Reproduce the data below, starting with the line containing "Look at the photograph above. For each instance of the utility" and going on through the line containing "[(299, 142)]". Keep every line in that span otherwise unchanged, but rescale each coordinate value by multiplying it by 0.25 and rounding to the nearest whole number, with halves rounded up.

## Task inputs

● ● ● ●

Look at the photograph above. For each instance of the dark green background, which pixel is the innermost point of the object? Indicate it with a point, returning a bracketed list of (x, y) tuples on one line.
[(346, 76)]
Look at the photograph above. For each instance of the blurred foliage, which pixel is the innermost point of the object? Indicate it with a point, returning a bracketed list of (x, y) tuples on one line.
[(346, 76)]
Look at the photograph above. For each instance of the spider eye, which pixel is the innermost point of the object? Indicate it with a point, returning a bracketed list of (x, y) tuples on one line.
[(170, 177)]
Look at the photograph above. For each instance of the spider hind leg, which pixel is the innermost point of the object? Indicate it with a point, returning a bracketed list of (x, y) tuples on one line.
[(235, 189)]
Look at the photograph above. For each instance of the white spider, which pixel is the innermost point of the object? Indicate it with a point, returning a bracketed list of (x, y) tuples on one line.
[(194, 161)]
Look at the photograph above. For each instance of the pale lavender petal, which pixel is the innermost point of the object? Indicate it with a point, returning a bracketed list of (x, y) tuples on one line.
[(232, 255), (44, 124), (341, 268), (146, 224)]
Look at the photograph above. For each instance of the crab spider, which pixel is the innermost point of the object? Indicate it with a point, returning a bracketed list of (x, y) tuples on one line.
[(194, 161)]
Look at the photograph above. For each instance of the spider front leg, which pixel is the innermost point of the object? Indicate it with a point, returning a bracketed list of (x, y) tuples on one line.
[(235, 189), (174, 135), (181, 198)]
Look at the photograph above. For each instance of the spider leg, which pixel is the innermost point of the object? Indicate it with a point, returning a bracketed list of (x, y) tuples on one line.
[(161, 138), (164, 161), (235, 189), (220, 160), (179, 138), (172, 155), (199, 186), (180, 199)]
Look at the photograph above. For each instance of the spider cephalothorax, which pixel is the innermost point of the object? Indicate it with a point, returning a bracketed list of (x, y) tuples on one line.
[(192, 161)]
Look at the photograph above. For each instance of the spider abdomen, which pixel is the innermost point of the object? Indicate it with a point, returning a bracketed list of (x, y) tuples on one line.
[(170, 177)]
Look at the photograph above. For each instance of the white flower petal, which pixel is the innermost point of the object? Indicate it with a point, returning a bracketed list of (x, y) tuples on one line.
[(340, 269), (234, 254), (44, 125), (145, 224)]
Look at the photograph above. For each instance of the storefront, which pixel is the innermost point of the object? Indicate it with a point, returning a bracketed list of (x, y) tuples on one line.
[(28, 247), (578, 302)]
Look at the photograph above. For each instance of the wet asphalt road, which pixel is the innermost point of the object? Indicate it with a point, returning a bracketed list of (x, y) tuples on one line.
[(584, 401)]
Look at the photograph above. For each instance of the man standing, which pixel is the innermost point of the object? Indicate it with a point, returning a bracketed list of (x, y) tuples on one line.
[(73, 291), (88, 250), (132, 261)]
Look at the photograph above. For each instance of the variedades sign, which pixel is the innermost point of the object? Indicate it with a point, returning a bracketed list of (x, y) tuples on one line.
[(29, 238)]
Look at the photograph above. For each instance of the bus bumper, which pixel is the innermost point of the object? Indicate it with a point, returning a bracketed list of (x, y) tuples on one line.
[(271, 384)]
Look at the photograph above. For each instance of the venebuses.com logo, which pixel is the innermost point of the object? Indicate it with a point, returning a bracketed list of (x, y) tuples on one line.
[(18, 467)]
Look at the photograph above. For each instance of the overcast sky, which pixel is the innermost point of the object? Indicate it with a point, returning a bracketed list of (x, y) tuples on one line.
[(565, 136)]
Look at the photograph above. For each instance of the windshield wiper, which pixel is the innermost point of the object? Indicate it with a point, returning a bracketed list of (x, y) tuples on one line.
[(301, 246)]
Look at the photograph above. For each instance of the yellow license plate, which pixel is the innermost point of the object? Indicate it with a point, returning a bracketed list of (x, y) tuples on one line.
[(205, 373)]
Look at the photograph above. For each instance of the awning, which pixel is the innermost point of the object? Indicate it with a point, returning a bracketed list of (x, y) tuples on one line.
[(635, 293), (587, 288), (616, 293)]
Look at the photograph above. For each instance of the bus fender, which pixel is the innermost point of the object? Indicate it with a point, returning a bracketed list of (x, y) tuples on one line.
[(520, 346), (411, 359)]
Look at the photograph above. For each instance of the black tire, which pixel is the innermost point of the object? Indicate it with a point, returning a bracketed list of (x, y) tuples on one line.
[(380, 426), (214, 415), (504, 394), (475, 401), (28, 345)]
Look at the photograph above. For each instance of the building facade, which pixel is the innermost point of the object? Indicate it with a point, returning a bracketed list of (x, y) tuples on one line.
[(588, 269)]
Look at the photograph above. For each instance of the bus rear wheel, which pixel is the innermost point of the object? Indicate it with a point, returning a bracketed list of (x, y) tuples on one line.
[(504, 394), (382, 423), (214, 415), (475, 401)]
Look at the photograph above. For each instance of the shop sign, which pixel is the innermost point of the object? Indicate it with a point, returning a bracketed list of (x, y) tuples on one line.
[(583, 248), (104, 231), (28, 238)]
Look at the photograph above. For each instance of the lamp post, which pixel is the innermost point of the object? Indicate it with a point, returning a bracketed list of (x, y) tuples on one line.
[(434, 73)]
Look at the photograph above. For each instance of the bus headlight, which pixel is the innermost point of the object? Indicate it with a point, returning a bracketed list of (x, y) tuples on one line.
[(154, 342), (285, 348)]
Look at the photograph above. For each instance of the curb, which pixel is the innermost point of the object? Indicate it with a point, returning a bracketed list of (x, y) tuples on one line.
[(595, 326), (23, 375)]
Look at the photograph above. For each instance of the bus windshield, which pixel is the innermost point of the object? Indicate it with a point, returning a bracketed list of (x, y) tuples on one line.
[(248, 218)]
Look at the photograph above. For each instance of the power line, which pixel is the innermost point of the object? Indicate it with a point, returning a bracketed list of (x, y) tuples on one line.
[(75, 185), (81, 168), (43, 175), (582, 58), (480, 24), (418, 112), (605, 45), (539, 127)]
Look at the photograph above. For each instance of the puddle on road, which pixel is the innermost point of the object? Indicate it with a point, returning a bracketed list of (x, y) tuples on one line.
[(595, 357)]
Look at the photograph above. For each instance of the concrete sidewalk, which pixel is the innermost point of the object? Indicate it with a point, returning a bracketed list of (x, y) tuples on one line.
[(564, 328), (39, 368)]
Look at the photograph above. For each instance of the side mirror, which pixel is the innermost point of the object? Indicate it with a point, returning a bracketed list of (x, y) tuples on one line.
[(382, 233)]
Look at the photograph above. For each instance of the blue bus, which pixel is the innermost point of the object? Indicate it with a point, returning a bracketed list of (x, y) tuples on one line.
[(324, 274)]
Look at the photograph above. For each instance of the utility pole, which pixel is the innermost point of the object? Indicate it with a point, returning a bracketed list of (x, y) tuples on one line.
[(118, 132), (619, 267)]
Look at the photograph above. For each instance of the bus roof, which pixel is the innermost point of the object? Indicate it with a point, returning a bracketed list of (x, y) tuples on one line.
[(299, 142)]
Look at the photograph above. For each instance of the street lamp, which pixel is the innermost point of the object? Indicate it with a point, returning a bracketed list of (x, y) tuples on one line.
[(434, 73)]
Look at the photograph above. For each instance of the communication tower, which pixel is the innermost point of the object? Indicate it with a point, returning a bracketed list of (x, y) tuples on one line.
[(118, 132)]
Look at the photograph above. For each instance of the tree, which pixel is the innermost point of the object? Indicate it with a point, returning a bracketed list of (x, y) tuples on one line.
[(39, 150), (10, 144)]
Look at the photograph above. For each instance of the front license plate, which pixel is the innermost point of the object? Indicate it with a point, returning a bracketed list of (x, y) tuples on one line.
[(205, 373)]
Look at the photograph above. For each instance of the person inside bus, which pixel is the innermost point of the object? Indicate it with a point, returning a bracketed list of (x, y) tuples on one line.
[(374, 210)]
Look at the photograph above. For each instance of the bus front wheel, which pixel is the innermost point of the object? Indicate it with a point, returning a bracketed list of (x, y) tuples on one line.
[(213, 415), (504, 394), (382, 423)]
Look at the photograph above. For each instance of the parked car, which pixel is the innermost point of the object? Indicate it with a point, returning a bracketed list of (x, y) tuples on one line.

● ● ● ●

## Output below
Look at the photograph above. For each instance of the utility pole, which pixel is the innermost point of the object? Indicate it with a point, returning a bracketed list of (x, y) tuples on one line.
[(30, 33), (155, 67)]
Look at the photograph above. For each instance of the bus roof, which pixel is the innermost point of the object? Indicate it with a point, returning a bracketed list of (x, y) tuples on one line.
[(75, 36)]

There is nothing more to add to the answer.